WHAT THE EXERCISE ASKS ->
Copy out the data below with "occurrence" changed to "instance" wherever it appears, and change nothing else. Omit the pictures from your answer.

Start of THE RECORDS

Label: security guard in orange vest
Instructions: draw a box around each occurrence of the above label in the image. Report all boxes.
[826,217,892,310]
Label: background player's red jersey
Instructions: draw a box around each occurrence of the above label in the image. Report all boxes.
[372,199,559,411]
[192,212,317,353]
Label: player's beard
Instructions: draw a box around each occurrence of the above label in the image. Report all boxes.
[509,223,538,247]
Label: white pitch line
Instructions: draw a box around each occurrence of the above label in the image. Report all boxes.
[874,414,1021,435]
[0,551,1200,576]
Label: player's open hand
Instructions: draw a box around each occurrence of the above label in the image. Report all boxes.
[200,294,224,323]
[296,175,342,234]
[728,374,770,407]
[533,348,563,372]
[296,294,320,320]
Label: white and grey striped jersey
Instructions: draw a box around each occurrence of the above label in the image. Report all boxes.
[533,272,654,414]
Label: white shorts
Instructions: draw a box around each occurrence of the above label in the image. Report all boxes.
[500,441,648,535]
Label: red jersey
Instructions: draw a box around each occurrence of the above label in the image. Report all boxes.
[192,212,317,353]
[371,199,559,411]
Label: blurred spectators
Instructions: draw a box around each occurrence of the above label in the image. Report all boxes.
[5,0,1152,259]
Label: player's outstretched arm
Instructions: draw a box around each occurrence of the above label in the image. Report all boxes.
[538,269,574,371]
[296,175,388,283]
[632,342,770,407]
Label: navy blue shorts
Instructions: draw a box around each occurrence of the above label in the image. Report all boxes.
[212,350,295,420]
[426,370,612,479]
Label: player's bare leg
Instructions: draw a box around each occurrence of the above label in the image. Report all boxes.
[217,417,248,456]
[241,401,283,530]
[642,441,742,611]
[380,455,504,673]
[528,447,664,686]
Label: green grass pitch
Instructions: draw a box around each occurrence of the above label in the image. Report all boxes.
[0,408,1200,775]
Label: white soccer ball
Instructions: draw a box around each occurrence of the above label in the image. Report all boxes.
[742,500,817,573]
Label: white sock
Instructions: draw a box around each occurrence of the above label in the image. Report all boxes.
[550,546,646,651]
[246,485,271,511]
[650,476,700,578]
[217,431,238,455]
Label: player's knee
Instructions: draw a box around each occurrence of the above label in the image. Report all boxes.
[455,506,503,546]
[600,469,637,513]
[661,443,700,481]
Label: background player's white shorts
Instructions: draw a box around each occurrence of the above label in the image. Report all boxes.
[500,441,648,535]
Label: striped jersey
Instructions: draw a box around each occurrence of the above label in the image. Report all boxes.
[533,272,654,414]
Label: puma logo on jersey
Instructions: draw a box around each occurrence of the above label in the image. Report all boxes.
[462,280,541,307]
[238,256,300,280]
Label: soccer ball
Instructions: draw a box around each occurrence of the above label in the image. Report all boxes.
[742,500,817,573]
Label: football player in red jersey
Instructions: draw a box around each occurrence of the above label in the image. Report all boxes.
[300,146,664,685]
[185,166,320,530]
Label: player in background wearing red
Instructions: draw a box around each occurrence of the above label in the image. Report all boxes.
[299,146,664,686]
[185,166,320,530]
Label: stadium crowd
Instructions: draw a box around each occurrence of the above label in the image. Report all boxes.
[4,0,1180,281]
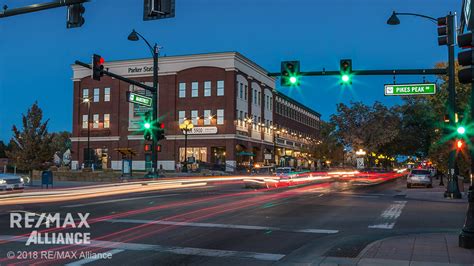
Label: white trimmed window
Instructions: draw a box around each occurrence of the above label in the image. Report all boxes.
[94,88,100,103]
[104,114,110,128]
[92,114,99,128]
[191,82,199,97]
[217,109,224,125]
[178,111,186,124]
[104,88,110,102]
[82,115,89,128]
[179,82,186,98]
[204,81,211,97]
[217,80,224,98]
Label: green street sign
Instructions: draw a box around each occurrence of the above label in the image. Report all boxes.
[385,83,436,96]
[127,91,152,107]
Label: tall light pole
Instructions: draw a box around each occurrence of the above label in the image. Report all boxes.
[82,98,91,167]
[128,30,159,177]
[179,119,194,172]
[387,11,462,198]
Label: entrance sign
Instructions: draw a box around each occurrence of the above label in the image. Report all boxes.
[188,127,217,135]
[385,83,436,96]
[127,91,152,107]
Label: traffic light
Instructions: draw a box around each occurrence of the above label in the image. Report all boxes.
[143,0,175,20]
[458,32,474,84]
[66,4,86,29]
[280,61,301,87]
[437,15,454,46]
[456,139,464,150]
[339,59,352,84]
[142,112,152,140]
[155,122,165,141]
[92,54,105,81]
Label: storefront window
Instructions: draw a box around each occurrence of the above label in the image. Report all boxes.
[179,147,207,162]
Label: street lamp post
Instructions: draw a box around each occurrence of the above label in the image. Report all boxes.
[128,30,159,177]
[387,11,462,198]
[179,119,194,172]
[82,98,91,167]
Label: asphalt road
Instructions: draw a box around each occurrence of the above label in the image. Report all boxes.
[0,178,467,265]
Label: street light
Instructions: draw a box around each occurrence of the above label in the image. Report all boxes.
[82,98,91,167]
[179,119,194,172]
[387,11,462,198]
[128,30,159,177]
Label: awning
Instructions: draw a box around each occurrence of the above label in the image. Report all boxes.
[237,151,255,156]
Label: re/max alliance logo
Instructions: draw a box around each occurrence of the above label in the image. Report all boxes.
[128,66,153,73]
[10,212,91,246]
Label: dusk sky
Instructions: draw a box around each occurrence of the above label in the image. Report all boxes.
[0,0,461,141]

End of THE RECORDS

SOLUTION FOR THIS EXERCISE ->
Label: security guard in orange vest
Instructions: draw a box around each instance of the above label in the image. Report all boxes.
[826,217,892,310]
Label: background player's red jersey
Instructions: draw a box around each instance of the above label in the image. Report all boxes.
[372,199,559,411]
[192,212,317,353]
Label: player's beard
Instructions: draw a box around each instance of the above label in the image. Report all boxes.
[509,223,538,247]
Label: white pitch line
Instructions: draw a box around each instance of the above label in the image. Report all boxes.
[874,414,1021,435]
[0,551,1200,576]
Label: player's open hand
Instructions: draw a box around each instance of the above label in the image. Report all boxes.
[200,294,224,323]
[296,175,342,234]
[728,374,770,407]
[533,348,563,372]
[296,294,320,320]
Label: white and grey striped jersey
Instructions: draw a box around each instance of the above label in the image. Report all boxes.
[533,272,654,414]
Label: white shorts
Instructions: draw a box around each instance of the above label in the image. Report all boxes.
[500,441,648,535]
Label: red jersey
Instructions: draw a box around each instance of the above label in the image. Report all boxes.
[192,212,317,353]
[371,199,559,411]
Label: blurred spectators
Instructions: draw a box around each instance of the above label in the image. Report all boxes.
[5,0,1152,259]
Label: player's outstretched arm
Instructions: draw a box around each instance of the above label in the image. Report all boxes.
[538,269,574,371]
[296,175,388,283]
[632,342,770,407]
Label: navy blue shorts
Instructions: draw a box around each instance of the above label in the image. Report all boxes.
[212,350,295,420]
[426,370,612,479]
Label: player's bare leg
Instructions: draw a box around each instance of the above label in the image. Report all boxes.
[217,417,248,456]
[241,401,283,530]
[642,441,742,611]
[380,455,504,673]
[528,447,664,686]
Label: green grass pitch
Instructions: draw a box around each instance of the above label in the image. Report all boxes.
[0,408,1200,775]
Label: white soccer ball
Instructions: draw a box around each instance of the above label in the image. Report all boxes.
[742,500,817,573]
Label: white sock
Instructions: draw a box around each instance of the above label in the image. Report all boxes.
[550,546,646,651]
[246,485,271,511]
[650,476,700,578]
[217,431,238,455]
Label: player's knee
Instructions: draw a box around each instance of the above label in the image. Report all boxes.
[455,506,503,546]
[600,469,637,513]
[661,443,700,481]
Label: background player's white shorts
Instructions: draw a box around each instance of the above label in the image. Report all boxes.
[500,441,648,535]
Label: striped jersey
Instructions: draw a box around each instance of the above label in the image. Report all boxes.
[533,272,654,414]
Label: puma logo on jersey
Instructions: draw a box around each instance of the above label in the image. Report all boxes.
[462,280,541,307]
[238,256,300,280]
Label: soccer ball
Instructions: draw a box around each instance of the above label in the image. Report all boxes.
[742,500,817,573]
Label: football player in red jersey
Instructions: draw a box around each instance of the above label in the image. Report all boxes.
[300,146,664,685]
[185,166,320,530]
Label: player in background wearing red
Instructions: draw a box around each instance of the above label in the image. Report all boxes.
[299,146,664,686]
[185,166,320,530]
Label: stadium crowd
Instructions: draw a box around each instance of the above label in the image. Report all boxes.
[4,0,1180,281]
Label: white trimmed window
Instructions: draw a box around each instance of the above label in the image. Report all boxes.
[94,88,100,103]
[104,114,110,128]
[92,114,99,128]
[191,82,199,97]
[217,109,224,125]
[178,111,186,124]
[104,88,110,102]
[82,115,89,128]
[179,82,186,98]
[204,81,211,97]
[217,80,224,98]
Label: green street sign
Instructions: draw a box around each instance of the above label in the image. Report all boxes.
[385,83,436,96]
[127,91,152,107]
Label: tall light pole
Instructions: draw a box around each instance of the above label in the image. Report all boxes.
[82,98,91,167]
[128,30,159,177]
[179,119,194,172]
[387,11,462,198]
Label: entrance sign
Instructions: draw a box around each instance of the above label in the image. Report all boxes.
[188,127,217,135]
[385,83,436,96]
[127,91,152,107]
Label: traffic light
Instructions: draw a box around each instance of the above label in the image. Report all boxes.
[143,0,175,20]
[458,32,474,84]
[66,4,86,29]
[280,61,301,87]
[437,15,454,46]
[456,139,464,150]
[339,59,352,84]
[142,112,152,140]
[155,122,165,141]
[92,54,105,81]
Label: storefront window
Instructions: draw a box around each instance of the above label in the image. Report all boxes.
[179,147,207,162]
Label: street lamp post
Instructions: draw a box around each instance of the above label in the image. Report all boxes.
[128,30,159,177]
[387,11,462,198]
[179,119,194,172]
[82,98,91,167]
Label: asphalt road
Instructions: draw a box around each instance of the above label in the image. Report all boxes.
[0,178,467,265]
Label: street light
Instructions: draw a box around each instance of the above label in the image. Report all boxes.
[82,98,91,167]
[179,119,194,172]
[387,11,462,198]
[128,30,159,177]
Label: awning
Instructions: draw a box around each instance of the above label in the image. Report all boxes.
[237,151,255,156]
Label: re/max alliance logo
Instructions: draw a box around each instance of the above label in the image. Report all boxes.
[128,66,153,73]
[10,212,91,246]
Label: dusk sky
Instructions: draw a box around each instance of the above label in the image. Report all boxes.
[0,0,461,141]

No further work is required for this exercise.